[摘录]
------
基于ELMO的低资源神经机器翻译

计算机与现代化 ›› 2021, Vol. 0 ›› Issue (07): 38-42.

基于ELMO的低资源神经机器翻译

（1.东北石油大学计算机与信息技术学院,黑龙江大庆163318;
2.哈尔滨工业大学计算机科学与技术学院,黑龙江哈尔滨150001)

出版日期:2021-08-02 发布日期:2021-08-02
作者简介:王浩畅(1974—),女，黑龙江大庆人,教授,博士后,研究方向:人工智能,自然语言处理,数据挖掘,生物信息学,E-mail: kinghaosing@gmail.com; 通信作者：孙孟冉(1994—),男，安徽滁州人,硕士研究生,研究方向:神经机器翻译，E-mail: sunmr@foxmail.com; 赵铁军(1962—),男，黑龙江哈尔滨人,教授,博士生导师,博士,研究方向:机器翻译,自然语言处理，E-mail: tjzhao@hit.edu.cn。
基金资助:
国家自然科学基金资助项目(61402099, 61702093)
------
(点位标注记录)
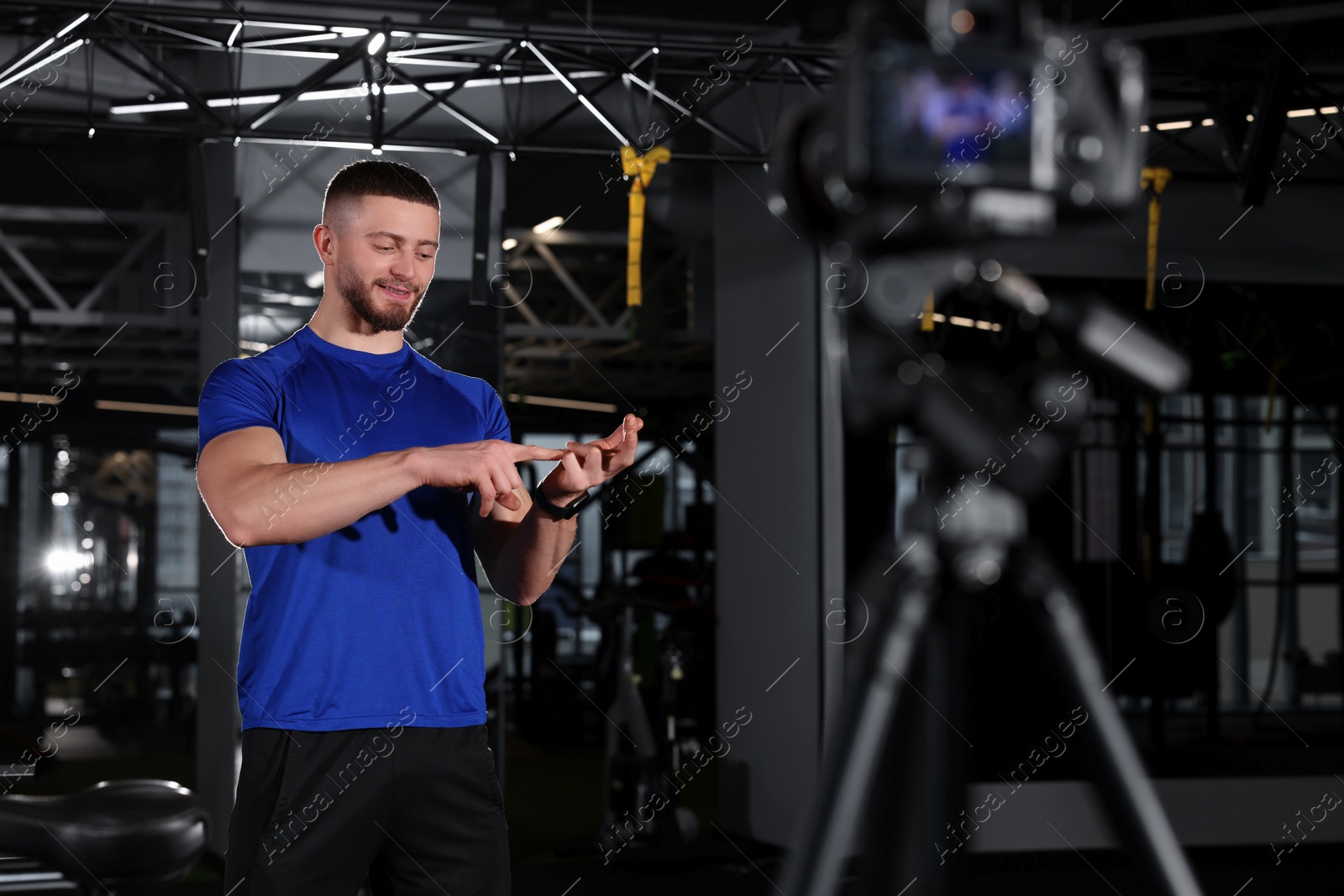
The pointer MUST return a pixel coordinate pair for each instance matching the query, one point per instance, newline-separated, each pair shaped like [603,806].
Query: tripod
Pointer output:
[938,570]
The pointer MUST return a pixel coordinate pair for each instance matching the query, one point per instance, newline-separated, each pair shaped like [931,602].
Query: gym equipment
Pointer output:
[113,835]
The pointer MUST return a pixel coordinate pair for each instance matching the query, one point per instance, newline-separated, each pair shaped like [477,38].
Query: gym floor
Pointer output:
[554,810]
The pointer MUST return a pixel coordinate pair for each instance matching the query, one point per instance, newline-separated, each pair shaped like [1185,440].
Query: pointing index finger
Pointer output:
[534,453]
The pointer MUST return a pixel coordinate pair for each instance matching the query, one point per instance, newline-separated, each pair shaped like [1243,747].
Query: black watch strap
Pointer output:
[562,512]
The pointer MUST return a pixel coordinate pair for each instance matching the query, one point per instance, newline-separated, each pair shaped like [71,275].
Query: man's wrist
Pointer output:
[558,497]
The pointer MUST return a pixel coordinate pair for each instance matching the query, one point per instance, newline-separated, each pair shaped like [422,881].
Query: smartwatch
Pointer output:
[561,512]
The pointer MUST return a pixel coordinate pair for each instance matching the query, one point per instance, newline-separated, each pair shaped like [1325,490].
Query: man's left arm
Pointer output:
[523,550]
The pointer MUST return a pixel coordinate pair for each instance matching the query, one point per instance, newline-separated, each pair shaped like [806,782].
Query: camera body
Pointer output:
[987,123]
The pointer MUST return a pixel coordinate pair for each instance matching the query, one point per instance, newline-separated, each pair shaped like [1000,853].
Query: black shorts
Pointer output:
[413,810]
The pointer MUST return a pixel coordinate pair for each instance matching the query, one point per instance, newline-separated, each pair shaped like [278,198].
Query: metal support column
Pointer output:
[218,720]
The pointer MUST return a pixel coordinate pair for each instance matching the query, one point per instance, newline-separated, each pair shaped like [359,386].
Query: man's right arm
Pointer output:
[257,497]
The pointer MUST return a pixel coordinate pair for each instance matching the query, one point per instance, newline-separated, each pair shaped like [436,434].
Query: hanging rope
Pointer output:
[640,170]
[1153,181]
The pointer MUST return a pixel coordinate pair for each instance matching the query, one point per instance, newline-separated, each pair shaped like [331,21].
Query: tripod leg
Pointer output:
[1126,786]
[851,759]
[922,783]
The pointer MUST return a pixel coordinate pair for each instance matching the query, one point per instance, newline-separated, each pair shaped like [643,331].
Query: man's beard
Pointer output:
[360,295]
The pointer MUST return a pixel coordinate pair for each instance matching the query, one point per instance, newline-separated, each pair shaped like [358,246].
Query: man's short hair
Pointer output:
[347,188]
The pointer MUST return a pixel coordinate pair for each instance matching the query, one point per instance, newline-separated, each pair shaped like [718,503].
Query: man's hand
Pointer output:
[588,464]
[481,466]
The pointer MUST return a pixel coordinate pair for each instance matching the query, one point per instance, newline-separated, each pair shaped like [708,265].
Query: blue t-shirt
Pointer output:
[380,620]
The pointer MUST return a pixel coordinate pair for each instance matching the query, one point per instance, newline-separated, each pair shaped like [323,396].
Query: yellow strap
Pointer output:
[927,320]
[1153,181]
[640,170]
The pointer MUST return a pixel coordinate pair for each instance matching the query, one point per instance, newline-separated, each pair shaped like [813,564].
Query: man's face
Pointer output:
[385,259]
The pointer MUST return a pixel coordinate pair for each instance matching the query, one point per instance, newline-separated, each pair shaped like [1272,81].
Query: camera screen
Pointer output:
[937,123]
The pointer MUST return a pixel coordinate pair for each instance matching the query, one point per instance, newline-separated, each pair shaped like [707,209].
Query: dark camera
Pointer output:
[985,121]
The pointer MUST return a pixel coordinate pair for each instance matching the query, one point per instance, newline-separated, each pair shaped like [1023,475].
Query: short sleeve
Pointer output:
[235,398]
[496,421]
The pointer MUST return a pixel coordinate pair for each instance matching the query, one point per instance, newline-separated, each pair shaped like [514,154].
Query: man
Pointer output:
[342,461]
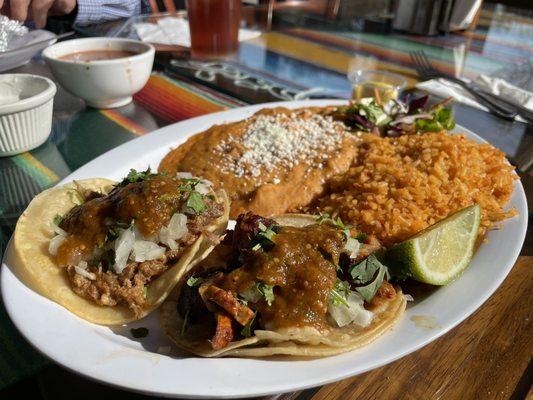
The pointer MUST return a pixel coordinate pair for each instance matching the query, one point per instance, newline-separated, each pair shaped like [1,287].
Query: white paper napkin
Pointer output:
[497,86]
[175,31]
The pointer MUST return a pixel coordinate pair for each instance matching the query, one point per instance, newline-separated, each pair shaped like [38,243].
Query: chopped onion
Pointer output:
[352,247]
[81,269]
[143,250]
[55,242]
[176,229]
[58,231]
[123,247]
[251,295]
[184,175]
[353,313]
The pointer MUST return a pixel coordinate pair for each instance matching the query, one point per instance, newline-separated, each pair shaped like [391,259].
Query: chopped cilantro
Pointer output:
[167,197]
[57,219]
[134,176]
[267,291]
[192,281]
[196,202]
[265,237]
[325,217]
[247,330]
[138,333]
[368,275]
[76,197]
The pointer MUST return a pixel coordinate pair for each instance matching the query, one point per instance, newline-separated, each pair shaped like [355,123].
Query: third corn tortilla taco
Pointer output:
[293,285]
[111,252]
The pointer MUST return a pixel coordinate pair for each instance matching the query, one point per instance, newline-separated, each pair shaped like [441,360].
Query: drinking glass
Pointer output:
------
[任务练习]
A) 将摘录中从“计算机与现代化 ›› 2021, Vol.”到“国家自然科学基金资助项目(61402099, 61702093)”之间的内容（首尾均包括在内）逐字照抄。
B) 根据摘录回答以下问题：
(i) 该论文刊登在哪一刊物上？
(ii) 该论文的出版日期是哪一天？
(iii) 通信作者的研究方向是什么？

[参考答案]
A)
计算机与现代化 ›› 2021, Vol. 0 ›› Issue (07): 38-42.

基于ELMO的低资源神经机器翻译

（1.东北石油大学计算机与信息技术学院,黑龙江大庆163318;
2.哈尔滨工业大学计算机科学与技术学院,黑龙江哈尔滨150001)

出版日期:2021-08-02 发布日期:2021-08-02
作者简介:王浩畅(1974—),女，黑龙江大庆人,教授,博士后,研究方向:人工智能,自然语言处理,数据挖掘,生物信息学,E-mail: kinghaosing@gmail.com; 通信作者：孙孟冉(1994—),男，安徽滁州人,硕士研究生,研究方向:神经机器翻译，E-mail: sunmr@foxmail.com; 赵铁军(1962—),男，黑龙江哈尔滨人,教授,博士生导师,博士,研究方向:机器翻译,自然语言处理，E-mail: tjzhao@hit.edu.cn。
基金资助:
国家自然科学基金资助项目(61402099, 61702093)

B)
(i) 《计算机与现代化》
(ii) 2021-08-02
(iii) 神经机器翻译